======== DATASET RECORDS ========

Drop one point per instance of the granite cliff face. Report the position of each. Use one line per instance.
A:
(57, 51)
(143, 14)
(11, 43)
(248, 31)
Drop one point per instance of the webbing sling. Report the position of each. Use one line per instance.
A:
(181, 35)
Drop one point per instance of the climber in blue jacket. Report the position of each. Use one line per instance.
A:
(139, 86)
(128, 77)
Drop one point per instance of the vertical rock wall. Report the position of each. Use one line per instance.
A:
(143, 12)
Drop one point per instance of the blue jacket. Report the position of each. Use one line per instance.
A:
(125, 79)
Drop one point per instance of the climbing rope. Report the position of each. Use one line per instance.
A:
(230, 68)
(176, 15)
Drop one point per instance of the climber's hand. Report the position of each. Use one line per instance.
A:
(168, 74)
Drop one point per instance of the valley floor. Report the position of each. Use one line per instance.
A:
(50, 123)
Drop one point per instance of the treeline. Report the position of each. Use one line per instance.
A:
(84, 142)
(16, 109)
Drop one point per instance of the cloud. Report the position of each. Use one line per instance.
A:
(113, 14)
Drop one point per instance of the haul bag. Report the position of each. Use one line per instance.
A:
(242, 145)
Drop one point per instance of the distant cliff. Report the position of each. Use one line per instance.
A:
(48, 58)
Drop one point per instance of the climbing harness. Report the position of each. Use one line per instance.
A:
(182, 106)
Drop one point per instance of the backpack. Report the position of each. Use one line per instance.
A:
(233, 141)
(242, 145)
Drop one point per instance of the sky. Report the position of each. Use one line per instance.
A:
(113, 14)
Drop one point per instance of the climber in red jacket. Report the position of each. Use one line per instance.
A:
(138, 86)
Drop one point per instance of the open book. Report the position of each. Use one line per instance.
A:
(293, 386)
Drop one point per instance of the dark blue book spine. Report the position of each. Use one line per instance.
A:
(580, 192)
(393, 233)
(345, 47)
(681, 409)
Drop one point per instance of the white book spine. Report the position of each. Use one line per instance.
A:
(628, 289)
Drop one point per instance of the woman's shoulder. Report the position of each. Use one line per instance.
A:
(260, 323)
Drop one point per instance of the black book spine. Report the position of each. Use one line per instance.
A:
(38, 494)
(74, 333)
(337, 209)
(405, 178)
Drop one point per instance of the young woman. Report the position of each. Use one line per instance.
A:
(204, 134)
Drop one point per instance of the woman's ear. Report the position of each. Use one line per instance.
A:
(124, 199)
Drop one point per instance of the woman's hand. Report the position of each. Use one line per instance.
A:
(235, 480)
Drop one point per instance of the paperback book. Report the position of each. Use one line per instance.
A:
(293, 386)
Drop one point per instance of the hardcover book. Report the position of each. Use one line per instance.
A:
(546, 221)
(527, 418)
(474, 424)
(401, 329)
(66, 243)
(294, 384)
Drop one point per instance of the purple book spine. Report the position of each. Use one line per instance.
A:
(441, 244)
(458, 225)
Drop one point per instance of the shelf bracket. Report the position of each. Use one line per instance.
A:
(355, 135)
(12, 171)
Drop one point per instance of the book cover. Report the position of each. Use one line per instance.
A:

========

■ TASK PROMPT
A verbatim copy of the listing above, starting from the line with "Drop one point per instance of the young" and running to its last line, is the only output needed.

■ RESPONSE AREA
Drop one point per instance of the young woman. Report the position of each. Use one line per instance.
A:
(204, 134)
Drop one point per instance of the woman's ear. Report the position of each. Use one line per instance.
A:
(124, 199)
Drop one point per instance of the woman's hand. Report the position of each. Use one line per instance.
A:
(235, 480)
Drop one point per instance of the paperback book. Report the position of each. Use one line per instance.
A:
(293, 386)
Drop one point per instance of the hardcover book. Report the position of each. Use one line per instance.
A:
(546, 221)
(527, 418)
(474, 424)
(401, 329)
(66, 243)
(294, 384)
Drop one point per instance of the purple book spine. Report the position of each. Use one line per instance.
A:
(441, 244)
(458, 225)
Drop one point per instance of the shelf bracket. Report the position of each. Use one line per instance.
A:
(355, 135)
(12, 171)
Drop one point per instance of the book cover. Report the position of each. Use one line per instance.
A:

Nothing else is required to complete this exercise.